> INSTRUCTIONS FOR THE TASK: Translate this sentence from the introduction on the Operations Research course into Spanish: "In the Operations Research course, the concept of Network Modelling is essential to generate alternative solutions to problems that lead to minimizing costs and optimizing resources."

> QUOTED PASSAGE:
-- Opening Marker --

1. Introduction

The course of Operations Research allows the student to design and implement mathematical models, tending a successful decision-making process in the optimization of resources and seeking economic growth of organizations [^1]

In the Operations Research course, the concept of Network Modelling is essential to generate alternative solutions to problems that lead to minimizing costs and optimizing resources.

In this course, a network is understood as a relation of two types of elements called nodes and arcs, so the arc has a node at each of its ends. Nodes and arcs interactions can symbolize trajectories from one place to another, up to the sequence in which the activities of a project must be executed for its realization.

According to Pearl [1988], the networks are used in different applications such as medicine, science and economics. They provide a compact way of representing knowledge and flexible methods of reasoning.

This method is based on probabilistic theories-capable of predicting the value of unobserved variables and explaining the observed ones ^[2]

Based on an analysis carried out in the last academic year of the Operations Research course, it can be seen unfavorable results in 44% of activities evaluated in the Network Modelling topic.

Moreover, it has been shown that not all instructors make appropriate use of the Information and Communication Technologies (ICT) as well as the specialized software for the course. This statement is based on a survey of 6 teachers shown Table 1, which indicates that two out of six instructors do not use any software; whereas, only three teachers use some of the required software.

Table 1 Use of ICT for teachers that guide operations research course. 

In relation to what has been mentioned above, it is clear that the introduction of Information and Communication Technologies is in most cases produced with difficulty because of the professors' lack of interest to face a generational change. Likewise, the trend in traditional methodology is reinforced in the Operations Research course, where students receive the contents that are transmitted by the professor, and a given notion of discipline makes the students more receptive of the information.

According to ^[3] there must be a strong connection between innovation and ICT in the education system, aimed at a real methodology renewal process which influences learning, and performance of students. This makes it necessary for professors to acquire abilities in the area of information technology and continuous training, which widens the range of strategies to improve teaching performance ^[4].

However, the integration of these technologies in the basic processes of universities in Colombia, is shown every day as an innovative tool in the transmission of new knowledge and as responses to the demands of knowledge societies and changes in today's society.

Table 2 Displays corresponding to each group. 

Such is the case of the Universidad de los Andes, where through its postgraduate academic programs, researches and projects, pedagogical practices incorporate the support of educational innovations with ICTs with learning environments that strengthen teaching and learning processes ^[5].

Other Universities such as Universidad Javeriana, Universidad Abierta a Distancia, position ICTs as tools for stimulating high-level cognitive processes in actions of analysis, synthesis and evaluation of knowledge, where students are not passive entities to the process, but active to it, managing to create artefacts and integrate them with different languages (audio, video, image, text, multimedia).

Such education practices raise these questions: how meaningful is the students' learning? and: How can one offer to teach proposals that can be more satisfying and pleasant? Meaningful learning makes it possible for students to connect with the world, to give solutions to problems of different kinds, to renew knowledge and to find a purpose for learning and for what is being done ^[6].

David Paul Ausbel ^[7] states that meaningful learning implies that students are able to make connections among concepts and to give them meaning from the conceptual structure that they have. ^[8], there must be two fundamental conditions: Attitude to learn in a meaningful way and the presentation of a potentially meaningful material.

-- Closing Marker --

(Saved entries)

-- Opening Marker --

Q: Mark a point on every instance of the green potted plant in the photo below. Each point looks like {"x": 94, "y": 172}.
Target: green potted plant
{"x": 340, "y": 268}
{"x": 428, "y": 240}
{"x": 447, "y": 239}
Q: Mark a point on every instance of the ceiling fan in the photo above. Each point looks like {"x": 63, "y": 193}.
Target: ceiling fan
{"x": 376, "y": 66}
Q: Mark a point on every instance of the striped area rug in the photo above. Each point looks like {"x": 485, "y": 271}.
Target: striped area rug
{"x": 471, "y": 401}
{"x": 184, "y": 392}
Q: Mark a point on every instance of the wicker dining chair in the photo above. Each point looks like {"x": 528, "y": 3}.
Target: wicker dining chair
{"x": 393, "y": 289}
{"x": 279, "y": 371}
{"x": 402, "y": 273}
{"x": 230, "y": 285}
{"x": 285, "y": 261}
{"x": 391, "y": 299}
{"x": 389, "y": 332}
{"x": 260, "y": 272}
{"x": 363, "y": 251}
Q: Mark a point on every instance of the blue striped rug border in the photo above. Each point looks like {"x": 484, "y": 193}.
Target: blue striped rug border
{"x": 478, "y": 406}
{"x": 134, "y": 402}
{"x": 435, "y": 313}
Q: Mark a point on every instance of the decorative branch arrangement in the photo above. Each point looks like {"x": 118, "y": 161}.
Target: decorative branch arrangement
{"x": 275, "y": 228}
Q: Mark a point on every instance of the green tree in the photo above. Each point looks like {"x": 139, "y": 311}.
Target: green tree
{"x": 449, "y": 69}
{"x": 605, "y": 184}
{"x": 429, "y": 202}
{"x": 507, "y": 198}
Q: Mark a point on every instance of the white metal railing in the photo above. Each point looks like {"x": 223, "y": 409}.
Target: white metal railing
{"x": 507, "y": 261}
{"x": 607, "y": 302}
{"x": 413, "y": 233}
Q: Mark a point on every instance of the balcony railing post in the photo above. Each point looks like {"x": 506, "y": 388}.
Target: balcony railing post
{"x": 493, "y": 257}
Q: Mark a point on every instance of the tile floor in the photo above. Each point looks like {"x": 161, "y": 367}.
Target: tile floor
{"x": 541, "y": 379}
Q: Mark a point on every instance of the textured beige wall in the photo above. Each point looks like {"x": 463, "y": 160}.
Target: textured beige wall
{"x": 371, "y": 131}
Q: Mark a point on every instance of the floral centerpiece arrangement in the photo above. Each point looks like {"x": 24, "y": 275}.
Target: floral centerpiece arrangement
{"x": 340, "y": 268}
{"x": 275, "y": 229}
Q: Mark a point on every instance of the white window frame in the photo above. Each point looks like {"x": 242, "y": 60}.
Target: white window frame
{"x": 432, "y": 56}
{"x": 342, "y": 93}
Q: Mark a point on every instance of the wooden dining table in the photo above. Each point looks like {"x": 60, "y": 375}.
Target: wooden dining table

-- Closing Marker --

> WRITTEN SOLUTION: En el curso de Investigación de Operaciones, el concepto de Modelado de Redes es esencial para generar soluciones alternativas a problemas que conducen a minimizar costos y optimizar recursos.